*Required task:* How many lines of the listing below contain the string "white"? Case matters. Give only the number.

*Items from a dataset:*
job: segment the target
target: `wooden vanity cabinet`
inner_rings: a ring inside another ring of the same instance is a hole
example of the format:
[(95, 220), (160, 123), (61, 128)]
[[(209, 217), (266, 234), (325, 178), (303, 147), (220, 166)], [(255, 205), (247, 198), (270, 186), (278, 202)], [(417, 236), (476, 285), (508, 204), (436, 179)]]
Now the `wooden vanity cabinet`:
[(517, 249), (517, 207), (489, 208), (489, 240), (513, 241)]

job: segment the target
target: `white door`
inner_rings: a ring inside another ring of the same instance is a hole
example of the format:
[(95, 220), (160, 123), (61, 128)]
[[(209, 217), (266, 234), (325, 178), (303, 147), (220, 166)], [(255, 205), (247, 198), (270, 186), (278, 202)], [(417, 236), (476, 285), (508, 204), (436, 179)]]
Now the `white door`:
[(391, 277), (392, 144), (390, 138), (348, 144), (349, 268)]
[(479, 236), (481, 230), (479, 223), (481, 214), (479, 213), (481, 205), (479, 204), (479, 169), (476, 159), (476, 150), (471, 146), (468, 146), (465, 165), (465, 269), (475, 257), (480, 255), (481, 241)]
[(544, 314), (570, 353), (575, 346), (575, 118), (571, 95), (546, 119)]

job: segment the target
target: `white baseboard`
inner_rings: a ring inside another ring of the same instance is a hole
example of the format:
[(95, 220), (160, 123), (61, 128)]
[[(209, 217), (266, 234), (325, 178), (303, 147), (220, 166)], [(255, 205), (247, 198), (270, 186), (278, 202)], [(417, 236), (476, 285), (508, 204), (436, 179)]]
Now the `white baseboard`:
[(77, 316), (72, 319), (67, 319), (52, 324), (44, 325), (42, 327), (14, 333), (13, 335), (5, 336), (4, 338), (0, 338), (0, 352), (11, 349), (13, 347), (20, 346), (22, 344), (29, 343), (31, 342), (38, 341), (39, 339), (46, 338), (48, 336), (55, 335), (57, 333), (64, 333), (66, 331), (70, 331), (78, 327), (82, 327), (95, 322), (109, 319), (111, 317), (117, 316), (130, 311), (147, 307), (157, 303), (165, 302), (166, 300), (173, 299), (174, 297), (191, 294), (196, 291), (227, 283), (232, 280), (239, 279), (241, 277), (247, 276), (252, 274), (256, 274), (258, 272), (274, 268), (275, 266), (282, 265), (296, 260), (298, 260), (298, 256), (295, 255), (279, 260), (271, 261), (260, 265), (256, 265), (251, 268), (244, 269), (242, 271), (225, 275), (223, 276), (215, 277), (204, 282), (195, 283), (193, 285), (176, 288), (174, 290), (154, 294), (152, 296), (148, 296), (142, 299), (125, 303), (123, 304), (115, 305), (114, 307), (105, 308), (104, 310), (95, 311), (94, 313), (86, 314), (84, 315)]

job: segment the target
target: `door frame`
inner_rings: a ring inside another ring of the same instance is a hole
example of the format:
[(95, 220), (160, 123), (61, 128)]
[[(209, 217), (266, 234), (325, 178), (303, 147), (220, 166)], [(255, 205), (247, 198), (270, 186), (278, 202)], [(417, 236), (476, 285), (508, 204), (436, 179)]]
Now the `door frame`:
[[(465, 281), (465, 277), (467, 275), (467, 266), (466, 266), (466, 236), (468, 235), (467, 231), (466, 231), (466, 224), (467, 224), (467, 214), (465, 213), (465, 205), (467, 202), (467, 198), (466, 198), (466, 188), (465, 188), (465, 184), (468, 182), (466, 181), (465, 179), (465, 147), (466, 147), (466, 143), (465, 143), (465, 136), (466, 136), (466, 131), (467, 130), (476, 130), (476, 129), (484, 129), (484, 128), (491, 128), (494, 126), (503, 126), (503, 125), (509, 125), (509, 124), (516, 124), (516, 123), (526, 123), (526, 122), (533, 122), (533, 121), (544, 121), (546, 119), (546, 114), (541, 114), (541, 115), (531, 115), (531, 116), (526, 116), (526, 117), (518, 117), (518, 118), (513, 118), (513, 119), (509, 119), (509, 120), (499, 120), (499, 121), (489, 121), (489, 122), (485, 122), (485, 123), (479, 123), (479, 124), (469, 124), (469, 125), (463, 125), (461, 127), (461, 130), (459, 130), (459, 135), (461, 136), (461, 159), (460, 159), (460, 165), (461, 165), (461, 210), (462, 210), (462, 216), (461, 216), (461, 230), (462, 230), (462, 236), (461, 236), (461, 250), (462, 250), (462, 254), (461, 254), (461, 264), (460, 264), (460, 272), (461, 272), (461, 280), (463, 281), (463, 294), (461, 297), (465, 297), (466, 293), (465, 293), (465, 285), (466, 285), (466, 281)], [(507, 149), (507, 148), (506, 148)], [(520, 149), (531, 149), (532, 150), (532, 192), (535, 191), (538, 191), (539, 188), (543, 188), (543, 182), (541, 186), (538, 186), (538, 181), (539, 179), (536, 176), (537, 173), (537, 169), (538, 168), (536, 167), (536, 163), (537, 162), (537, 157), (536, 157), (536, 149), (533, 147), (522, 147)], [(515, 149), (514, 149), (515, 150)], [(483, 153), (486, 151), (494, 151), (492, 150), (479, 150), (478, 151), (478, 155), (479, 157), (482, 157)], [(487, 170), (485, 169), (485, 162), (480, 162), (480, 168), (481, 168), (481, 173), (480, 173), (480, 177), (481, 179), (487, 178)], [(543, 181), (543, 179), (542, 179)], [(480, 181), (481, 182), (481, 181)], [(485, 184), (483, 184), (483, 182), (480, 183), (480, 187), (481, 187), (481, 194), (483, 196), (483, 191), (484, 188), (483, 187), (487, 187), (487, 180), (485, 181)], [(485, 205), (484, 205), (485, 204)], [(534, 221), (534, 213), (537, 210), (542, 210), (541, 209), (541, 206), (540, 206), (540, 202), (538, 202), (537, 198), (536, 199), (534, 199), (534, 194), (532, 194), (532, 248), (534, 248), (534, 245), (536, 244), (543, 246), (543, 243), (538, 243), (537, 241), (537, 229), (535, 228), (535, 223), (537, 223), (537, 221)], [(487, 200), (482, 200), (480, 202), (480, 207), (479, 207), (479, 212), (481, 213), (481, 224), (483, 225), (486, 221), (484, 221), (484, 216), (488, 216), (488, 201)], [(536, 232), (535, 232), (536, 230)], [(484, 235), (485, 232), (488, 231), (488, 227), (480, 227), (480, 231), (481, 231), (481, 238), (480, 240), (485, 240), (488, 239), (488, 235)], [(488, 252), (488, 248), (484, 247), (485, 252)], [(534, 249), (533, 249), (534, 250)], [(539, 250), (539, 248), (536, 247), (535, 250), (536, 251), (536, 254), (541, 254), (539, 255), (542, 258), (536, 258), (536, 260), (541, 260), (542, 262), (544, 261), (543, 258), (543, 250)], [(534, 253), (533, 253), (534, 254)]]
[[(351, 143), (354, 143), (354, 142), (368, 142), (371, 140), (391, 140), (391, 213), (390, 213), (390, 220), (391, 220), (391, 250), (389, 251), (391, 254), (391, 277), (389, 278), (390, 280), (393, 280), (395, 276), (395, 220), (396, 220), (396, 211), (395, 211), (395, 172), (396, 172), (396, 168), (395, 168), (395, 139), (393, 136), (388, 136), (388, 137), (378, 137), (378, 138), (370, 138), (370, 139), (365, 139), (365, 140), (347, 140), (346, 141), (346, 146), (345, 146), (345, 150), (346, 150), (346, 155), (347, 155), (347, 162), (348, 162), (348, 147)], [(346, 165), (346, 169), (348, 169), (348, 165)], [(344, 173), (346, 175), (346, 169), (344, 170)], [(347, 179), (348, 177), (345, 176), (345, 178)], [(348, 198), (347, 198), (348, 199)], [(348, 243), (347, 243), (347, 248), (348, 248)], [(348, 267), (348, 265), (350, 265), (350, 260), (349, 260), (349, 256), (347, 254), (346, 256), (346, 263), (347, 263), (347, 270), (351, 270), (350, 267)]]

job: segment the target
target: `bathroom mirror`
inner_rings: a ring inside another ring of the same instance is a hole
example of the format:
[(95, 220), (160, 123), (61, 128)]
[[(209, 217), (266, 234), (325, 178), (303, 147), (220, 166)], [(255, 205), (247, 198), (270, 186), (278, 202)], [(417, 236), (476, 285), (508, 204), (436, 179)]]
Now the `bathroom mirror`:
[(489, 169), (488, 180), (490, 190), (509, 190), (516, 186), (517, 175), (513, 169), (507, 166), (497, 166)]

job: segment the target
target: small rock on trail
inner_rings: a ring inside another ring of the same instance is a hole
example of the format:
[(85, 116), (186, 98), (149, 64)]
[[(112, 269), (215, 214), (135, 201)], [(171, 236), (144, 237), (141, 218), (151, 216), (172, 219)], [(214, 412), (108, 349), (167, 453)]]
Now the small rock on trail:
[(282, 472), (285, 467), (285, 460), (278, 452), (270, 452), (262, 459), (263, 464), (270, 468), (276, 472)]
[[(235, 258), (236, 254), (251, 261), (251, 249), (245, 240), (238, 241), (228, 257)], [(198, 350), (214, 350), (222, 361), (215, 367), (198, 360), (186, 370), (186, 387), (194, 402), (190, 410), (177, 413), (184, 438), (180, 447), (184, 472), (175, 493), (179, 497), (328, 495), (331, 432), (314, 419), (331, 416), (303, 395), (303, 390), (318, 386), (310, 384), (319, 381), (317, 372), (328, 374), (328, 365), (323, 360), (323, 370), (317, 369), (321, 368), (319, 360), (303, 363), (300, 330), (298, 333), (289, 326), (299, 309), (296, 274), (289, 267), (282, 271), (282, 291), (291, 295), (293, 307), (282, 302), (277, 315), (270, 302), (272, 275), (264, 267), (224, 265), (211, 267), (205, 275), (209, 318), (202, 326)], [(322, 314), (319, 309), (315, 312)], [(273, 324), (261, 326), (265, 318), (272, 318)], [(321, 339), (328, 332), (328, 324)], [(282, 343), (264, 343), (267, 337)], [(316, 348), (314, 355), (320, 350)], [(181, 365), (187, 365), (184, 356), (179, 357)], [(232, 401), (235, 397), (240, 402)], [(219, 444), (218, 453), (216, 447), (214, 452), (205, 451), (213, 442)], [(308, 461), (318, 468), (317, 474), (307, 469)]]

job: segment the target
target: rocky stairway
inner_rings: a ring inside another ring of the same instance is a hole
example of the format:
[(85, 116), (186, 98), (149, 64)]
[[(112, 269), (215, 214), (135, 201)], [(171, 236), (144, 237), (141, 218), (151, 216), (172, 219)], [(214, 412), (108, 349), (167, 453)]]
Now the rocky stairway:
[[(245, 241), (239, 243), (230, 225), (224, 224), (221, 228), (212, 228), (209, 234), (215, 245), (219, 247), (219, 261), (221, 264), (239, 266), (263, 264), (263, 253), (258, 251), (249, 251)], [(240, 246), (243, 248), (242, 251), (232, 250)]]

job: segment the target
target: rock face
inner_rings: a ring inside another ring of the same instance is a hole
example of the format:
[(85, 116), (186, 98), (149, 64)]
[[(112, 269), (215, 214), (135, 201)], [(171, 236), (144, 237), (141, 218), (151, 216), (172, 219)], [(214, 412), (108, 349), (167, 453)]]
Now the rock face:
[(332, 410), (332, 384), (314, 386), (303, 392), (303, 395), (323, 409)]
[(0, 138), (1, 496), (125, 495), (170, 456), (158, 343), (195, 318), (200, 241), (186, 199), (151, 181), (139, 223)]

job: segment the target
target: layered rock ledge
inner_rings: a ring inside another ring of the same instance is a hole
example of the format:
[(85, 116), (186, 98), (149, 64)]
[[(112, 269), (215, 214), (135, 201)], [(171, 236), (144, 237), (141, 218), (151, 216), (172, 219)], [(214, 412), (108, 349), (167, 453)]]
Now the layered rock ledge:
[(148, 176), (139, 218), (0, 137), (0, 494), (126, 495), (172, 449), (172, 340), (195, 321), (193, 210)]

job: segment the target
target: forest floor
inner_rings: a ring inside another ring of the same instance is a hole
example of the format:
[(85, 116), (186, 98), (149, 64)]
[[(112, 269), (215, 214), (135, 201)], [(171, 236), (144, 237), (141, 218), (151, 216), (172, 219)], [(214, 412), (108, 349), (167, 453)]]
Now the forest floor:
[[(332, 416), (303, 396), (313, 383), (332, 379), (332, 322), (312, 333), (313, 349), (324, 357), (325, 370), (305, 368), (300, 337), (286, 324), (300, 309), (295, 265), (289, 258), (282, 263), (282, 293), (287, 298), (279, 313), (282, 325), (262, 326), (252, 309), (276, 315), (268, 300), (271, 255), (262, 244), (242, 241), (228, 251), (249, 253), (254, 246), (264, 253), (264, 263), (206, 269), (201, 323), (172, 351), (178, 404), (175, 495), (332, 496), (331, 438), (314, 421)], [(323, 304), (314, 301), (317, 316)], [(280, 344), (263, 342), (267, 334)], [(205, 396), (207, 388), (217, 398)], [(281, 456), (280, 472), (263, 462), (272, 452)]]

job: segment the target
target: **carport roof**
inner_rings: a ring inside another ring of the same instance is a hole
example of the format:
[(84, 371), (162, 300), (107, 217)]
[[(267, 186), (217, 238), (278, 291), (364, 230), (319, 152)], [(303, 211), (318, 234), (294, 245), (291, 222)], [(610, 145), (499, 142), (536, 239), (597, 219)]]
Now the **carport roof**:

*Expected output:* 4